- [What the task requires]
Lay out the lines below as a numbered list, beginning at the line that has "Where can the hanging" and stopping after the line that has "<point>401,4</point>". Leave out blank lines and anything outside that span.

- [Records supplied]
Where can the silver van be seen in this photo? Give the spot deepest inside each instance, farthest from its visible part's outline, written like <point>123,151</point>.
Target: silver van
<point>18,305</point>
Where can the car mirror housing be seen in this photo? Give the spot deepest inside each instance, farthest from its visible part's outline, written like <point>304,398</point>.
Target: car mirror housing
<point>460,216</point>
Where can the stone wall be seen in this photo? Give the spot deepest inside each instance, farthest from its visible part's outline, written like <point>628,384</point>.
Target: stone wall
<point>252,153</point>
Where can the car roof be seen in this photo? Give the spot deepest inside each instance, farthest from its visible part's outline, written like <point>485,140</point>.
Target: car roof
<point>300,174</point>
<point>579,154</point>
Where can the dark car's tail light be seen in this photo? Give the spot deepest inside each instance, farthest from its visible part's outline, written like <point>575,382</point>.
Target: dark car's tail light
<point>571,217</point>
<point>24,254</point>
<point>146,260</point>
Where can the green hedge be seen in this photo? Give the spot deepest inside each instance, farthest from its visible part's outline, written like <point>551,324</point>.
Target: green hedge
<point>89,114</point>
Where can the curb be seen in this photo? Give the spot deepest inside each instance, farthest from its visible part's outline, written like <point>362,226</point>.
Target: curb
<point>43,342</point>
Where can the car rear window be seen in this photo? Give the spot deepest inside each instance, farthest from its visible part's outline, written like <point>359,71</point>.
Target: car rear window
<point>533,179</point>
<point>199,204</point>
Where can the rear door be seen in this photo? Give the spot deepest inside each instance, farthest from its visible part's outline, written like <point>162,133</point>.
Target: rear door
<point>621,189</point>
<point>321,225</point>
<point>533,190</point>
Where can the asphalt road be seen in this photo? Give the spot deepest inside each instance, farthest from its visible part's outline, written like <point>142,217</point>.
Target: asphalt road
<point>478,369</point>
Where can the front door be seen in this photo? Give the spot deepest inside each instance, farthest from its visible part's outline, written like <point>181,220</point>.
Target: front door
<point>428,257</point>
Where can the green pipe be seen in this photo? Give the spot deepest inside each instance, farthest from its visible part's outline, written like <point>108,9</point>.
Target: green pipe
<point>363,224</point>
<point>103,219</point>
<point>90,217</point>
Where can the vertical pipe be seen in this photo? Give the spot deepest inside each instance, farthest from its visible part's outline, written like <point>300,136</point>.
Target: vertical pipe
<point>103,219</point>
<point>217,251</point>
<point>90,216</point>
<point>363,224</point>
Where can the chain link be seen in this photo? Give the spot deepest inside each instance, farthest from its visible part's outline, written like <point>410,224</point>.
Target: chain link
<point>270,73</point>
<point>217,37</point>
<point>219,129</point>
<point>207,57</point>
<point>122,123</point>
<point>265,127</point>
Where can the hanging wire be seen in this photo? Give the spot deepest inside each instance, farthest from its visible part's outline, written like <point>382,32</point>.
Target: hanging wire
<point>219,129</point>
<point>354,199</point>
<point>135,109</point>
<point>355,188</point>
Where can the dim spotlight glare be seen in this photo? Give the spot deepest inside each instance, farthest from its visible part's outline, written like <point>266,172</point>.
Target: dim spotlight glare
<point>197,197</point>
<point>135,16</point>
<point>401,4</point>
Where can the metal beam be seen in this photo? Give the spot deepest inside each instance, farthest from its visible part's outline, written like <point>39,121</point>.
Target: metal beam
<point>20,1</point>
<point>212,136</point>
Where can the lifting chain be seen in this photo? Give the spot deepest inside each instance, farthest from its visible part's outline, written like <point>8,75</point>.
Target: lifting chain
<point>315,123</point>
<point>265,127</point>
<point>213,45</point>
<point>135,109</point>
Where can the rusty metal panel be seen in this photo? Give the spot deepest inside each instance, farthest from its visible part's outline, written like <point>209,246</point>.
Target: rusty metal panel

- [Solution for this exercise]
1. Where can the hanging wire be seen in this photo? Give the spot deepest inside each instance, farthest from its visible part's outline, written like <point>382,32</point>.
2. Target: hanging wire
3. <point>219,129</point>
4. <point>354,199</point>
5. <point>135,109</point>
6. <point>355,188</point>
7. Where can the dim spotlight glare be seen in this photo? Give the spot deepest inside each instance, farthest from its visible part's outline, written like <point>266,172</point>.
8. Target: dim spotlight glare
9. <point>197,197</point>
10. <point>135,16</point>
11. <point>401,4</point>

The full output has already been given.